• _TASK TO CARRY OUT_: Return all lines of the data in which the string "foliage" occurs.

• _EXERCISE INPUT_:

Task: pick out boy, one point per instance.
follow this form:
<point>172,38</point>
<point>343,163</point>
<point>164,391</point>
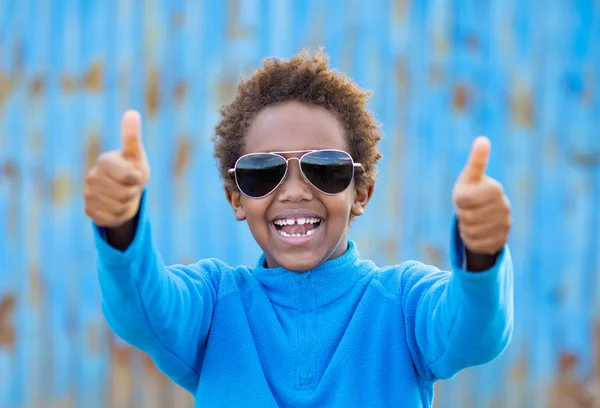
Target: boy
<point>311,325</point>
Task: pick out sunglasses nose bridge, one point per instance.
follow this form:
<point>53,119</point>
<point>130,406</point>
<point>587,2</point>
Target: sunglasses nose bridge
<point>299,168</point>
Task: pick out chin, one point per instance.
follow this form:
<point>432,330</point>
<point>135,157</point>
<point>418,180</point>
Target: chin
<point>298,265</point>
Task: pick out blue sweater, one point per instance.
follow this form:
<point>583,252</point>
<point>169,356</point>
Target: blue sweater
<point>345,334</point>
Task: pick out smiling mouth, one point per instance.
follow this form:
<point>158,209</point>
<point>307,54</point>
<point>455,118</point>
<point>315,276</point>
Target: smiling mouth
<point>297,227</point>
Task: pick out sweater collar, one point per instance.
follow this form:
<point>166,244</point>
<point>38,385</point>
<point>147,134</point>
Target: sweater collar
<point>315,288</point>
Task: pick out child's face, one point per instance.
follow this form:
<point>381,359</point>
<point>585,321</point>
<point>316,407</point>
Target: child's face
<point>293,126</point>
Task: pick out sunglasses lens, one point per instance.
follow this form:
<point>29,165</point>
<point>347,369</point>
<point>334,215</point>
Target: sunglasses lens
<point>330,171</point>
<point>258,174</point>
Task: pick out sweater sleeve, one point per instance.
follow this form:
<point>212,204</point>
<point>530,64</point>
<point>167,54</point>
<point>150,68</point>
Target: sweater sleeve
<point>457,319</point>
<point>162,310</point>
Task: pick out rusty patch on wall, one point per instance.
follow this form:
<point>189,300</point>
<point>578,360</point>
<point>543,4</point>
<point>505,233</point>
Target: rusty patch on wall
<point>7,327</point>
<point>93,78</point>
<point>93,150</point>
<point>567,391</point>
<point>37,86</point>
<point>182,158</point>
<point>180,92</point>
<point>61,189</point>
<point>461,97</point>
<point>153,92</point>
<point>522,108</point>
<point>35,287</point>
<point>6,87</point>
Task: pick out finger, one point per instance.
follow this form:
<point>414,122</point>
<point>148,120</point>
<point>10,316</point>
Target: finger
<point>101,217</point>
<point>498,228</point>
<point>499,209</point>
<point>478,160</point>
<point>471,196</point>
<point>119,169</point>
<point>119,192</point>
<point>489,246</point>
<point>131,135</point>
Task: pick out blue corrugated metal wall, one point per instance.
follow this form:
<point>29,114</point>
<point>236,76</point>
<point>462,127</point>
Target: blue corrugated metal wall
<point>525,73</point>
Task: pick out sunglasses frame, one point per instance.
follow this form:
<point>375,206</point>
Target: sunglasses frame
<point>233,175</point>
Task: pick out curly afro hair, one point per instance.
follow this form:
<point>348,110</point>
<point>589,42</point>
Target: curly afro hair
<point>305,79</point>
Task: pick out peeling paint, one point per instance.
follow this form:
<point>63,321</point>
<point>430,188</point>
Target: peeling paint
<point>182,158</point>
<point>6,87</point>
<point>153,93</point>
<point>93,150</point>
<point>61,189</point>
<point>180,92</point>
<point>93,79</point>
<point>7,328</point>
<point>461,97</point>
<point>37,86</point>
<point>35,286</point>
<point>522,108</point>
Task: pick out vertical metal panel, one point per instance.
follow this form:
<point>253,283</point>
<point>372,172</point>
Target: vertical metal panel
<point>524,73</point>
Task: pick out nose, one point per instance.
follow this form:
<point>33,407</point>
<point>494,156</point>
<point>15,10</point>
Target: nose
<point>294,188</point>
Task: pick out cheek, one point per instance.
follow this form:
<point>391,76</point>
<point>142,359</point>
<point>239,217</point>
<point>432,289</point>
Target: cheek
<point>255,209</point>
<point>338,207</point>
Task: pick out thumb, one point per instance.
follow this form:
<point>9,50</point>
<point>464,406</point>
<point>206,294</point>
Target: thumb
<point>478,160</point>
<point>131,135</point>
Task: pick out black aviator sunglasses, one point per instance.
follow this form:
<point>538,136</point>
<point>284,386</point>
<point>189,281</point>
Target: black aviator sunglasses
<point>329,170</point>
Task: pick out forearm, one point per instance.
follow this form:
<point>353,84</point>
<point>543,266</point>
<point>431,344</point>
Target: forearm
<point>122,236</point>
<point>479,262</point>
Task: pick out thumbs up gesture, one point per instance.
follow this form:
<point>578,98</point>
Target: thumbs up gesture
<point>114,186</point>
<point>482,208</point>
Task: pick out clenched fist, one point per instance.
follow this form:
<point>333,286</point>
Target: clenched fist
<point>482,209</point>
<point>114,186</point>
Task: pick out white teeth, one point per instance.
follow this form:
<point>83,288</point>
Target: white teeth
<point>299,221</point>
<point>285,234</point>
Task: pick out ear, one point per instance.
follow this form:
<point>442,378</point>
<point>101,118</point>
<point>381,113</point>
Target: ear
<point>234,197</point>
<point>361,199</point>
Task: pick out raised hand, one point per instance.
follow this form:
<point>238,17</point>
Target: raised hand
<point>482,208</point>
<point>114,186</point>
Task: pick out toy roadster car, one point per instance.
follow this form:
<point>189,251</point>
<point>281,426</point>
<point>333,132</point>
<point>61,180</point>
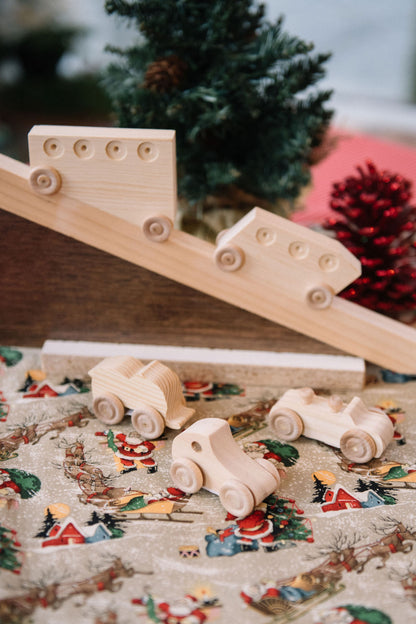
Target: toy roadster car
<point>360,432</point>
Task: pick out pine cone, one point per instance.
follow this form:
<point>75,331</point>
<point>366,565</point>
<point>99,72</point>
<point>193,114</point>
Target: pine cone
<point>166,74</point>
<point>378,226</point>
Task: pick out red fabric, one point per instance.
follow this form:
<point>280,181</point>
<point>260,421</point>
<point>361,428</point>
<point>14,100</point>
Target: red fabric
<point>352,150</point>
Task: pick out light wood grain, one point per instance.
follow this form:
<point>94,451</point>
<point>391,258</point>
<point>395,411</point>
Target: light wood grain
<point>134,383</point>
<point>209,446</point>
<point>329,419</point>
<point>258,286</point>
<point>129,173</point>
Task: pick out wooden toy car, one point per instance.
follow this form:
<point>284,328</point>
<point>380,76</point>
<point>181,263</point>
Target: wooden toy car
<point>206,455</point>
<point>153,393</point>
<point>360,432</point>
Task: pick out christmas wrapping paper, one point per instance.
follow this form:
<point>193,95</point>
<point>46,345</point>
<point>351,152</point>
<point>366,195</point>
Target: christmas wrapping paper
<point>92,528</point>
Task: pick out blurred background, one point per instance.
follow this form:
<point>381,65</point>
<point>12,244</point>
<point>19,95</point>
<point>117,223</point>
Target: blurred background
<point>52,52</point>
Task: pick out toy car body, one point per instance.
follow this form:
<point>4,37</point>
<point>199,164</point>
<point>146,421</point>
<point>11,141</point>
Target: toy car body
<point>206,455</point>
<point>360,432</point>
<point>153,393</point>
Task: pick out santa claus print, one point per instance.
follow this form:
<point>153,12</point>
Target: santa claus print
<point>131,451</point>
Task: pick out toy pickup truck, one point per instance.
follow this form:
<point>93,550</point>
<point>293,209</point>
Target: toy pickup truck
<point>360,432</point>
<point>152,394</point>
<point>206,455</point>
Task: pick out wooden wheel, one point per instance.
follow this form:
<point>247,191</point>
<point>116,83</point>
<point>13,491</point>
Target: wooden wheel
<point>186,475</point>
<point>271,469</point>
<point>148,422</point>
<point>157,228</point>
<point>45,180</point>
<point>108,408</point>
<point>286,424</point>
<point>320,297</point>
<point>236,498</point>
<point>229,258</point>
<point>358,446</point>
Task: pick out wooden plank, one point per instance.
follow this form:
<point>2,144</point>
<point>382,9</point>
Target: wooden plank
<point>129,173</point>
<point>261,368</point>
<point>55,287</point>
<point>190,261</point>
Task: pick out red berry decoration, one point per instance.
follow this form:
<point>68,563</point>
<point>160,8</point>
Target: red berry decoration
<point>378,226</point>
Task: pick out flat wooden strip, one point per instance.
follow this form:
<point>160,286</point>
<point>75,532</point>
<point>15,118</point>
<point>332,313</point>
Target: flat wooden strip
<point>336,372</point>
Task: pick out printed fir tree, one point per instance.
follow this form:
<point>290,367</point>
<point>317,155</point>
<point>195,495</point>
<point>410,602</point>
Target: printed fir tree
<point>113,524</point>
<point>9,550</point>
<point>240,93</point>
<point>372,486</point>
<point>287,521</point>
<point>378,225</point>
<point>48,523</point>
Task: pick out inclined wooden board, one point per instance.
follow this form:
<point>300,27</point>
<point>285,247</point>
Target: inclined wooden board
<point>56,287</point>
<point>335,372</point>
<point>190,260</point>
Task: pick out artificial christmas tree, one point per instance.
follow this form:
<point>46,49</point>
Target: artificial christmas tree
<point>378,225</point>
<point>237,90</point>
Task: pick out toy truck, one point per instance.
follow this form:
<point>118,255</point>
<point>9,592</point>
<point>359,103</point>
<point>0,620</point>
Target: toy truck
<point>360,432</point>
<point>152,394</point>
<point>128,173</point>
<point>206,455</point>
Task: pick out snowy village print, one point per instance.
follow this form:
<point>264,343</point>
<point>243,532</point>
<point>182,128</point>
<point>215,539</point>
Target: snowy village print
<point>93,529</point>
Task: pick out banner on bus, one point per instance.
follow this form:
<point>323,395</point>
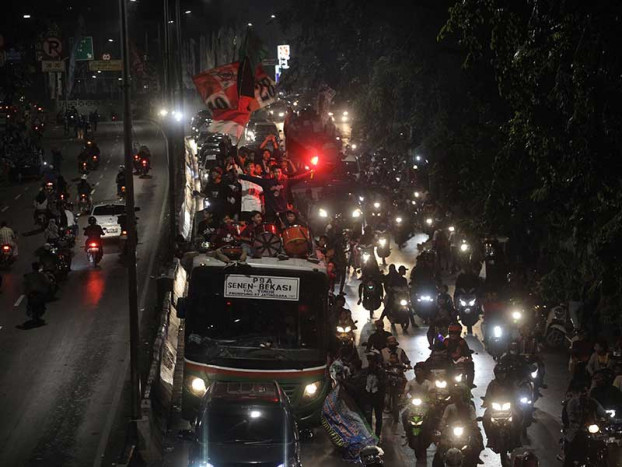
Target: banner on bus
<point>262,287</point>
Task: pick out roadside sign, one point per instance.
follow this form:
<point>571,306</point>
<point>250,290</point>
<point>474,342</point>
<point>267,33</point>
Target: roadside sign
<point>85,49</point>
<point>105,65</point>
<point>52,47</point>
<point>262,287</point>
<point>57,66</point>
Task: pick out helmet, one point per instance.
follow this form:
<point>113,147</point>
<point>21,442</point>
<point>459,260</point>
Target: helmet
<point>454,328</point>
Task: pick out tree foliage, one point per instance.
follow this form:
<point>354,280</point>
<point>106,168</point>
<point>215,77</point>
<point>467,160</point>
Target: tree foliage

• _WRITTEN ANSWER_:
Task: pick out tree foliage, one point per instance.
Target: tree foliage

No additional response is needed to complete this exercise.